__Passage provided__.
──────────

CROESUS AN INVESTOR'S VIEW:It is now clear that the era of cheap and plentiful credit has ended
NEW DEVELOPMENTS across world financial markets over the past week have been breathtaking.
Some are fundamental in nature and highlight the deep structural change that is taking place in the global financial system.
The decisions being taken by public policymakers and senior executives at large financial institutions are occurring in the context of a financial system under severe stress and a global economy facing into a probable recession.
In the US, a string of recent results from leading banks contained the now-familiar large-scale asset write-offs and write-downs, together with plans to cut dividends and raise large amounts of new capital.
However, the more dramatic news this week emanated from Britain. The Bank of England announced an innovative new facility whereby UK banks could swap some of their illiquid mortgage-backed securities for more liquid government securities.
Around the same time, Britain's largest bank, Royal Bank of Scotland (RBS), announced Europe's biggest ever rights issue to bolster its balance sheet.
Last year, RBS led a group of banks in the ill-timed takeover of Dutch bank ABN Amro. This was one of the factors that caused RBS's balance sheet to become overstretched.
A second factor was RBS's announcement that it would have to make a potential £5.9 billion (€7.4 billion) writedown in the value of toxic assets on its balance sheet, which made a capital-raising exercise inevitable.
RBS is offering 11 new shares for every 18 existing shares at a price of 200p, a 46 per cent discount to the previous day's closing price. RBS also announced plans to raise a further £4 billion from asset disposals.
RBS's core equity ratio of 4 per cent is one of the lowest in Europe, but the asset disposals and rights issue will go a long way in bringing this ratio up to the new target of 6 per cent. This compares with estimated core equity ratios of 5.5 per cent and 5.2 per cent for AIB and Bank of Ireland respectively.
The RBS move probably sets a new benchmark core equity ratio for European banks.
Although the Irish banks' capital ratios are significantly below this, international investors will probably view the current Irish ratios as adequate given that their business mix is less risky than that of RBS.
The Bank of England's Special Liquidity Scheme (SPS) indicates that the UK authorities are addressing the credit squeeze with a new urgency. Under the scheme, UK banks will be able to swap mortgage loans they made before the end of last year for easily saleable short-term government bonds.
Taxpayers are well protected since only high-quality mortgage assets will be swapped and these will be valued at a discount for the purposes of the scheme. It is expected that banks may swap up to £50 billion of mortgage assets although there is no upper limit so that the amount swapped could eventually be larger than this.
The SPS should be effective in ensuring that the British banking system remains liquid, and should prevent another Northern Rock fiasco.
However, it will do little to arrest the tightening of credit terms and the increasing cost of credit in the UK.
Domestically, economists have been reducing forecasts as it becomes increasingly apparent that consumer spending cannot sustain its previous momentum in the face of the deteriorating property market. Any lingering hopes that the property market could recover this year have evaporated as credit becomes more costly and more difficult to access.
Ireland is a small cog in the global economy and international developments will be reflected here.
The era of cheap and plentiful credit has ended.
Irish financial stocks are entering a period of much slower loan growth that could last for several years.
The deterioration in short-term economic prospects also means bad debts will rise over the next couple of years.
Analysts at Irish stockbrokerages have been busy reducing earnings forecasts for Irish financial stocks. Forecasts for 2008 have been pared back modestly but 2009 and 2010 forecasts have been cut back more aggressively.
For investors, the only good news is that analysts take the view that Irish banks will continue to generate sufficient profits to continue funding dividend payouts.

──────────

__Work order__.
Rewrite the article on the end of cheap credit starting at "A second factor" and ending at "for European banks.", putting "asset sales" in place of "asset disposals".

__Referring expression data__.

──────────

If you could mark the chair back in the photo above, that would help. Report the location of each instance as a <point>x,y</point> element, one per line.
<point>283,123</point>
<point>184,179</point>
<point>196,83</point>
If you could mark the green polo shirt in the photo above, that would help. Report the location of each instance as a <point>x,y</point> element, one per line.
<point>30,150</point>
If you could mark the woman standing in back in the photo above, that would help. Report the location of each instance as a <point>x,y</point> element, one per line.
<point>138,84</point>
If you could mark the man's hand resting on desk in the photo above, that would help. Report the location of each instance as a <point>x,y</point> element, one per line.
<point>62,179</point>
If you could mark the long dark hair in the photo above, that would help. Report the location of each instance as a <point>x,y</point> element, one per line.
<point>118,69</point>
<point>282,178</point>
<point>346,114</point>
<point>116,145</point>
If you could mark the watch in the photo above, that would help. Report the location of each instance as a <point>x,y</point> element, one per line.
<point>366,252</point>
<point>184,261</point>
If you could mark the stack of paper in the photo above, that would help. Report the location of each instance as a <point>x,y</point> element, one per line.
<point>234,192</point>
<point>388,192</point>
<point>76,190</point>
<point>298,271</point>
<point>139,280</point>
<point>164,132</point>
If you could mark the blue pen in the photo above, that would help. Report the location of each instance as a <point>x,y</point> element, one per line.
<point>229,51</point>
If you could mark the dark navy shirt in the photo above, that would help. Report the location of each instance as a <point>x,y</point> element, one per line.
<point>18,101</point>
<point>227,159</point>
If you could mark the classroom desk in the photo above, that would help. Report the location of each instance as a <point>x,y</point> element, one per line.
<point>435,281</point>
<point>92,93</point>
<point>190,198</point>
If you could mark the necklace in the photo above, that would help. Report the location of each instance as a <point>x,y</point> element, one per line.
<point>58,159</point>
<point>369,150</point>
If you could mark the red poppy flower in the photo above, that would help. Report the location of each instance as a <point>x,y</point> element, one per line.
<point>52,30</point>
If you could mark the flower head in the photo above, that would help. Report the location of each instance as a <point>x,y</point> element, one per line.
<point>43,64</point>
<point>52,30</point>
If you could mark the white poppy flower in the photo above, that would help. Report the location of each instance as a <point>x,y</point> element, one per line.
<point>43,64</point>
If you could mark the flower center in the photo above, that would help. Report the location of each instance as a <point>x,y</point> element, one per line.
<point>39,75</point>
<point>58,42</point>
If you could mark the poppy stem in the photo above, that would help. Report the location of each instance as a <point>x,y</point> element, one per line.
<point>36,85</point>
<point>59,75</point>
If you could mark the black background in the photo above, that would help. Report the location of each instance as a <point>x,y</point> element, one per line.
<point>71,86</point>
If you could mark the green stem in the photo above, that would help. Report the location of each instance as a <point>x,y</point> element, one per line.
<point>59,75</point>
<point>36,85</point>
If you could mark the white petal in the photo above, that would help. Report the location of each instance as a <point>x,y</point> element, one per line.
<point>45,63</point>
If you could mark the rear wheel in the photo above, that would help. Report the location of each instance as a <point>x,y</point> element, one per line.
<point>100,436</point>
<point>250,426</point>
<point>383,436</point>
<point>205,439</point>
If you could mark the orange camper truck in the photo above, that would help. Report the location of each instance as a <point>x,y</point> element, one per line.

──────────

__Exercise response__.
A second factor was RBS's announcement that it would have to make a potential £5.9 billion (€7.4 billion) writedown in the value of toxic assets on its balance sheet, which made a capital-raising exercise inevitable.
RBS is offering 11 new shares for every 18 existing shares at a price of 200p, a 46 per cent discount to the previous day's closing price. RBS also announced plans to raise a further £4 billion from asset sales.
RBS's core equity ratio of 4 per cent is one of the lowest in Europe, but the asset sales and rights issue will go a long way in bringing this ratio up to the new target of 6 per cent. This compares with estimated core equity ratios of 5.5 per cent and 5.2 per cent for AIB and Bank of Ireland respectively.
The RBS move probably sets a new benchmark core equity ratio for European banks.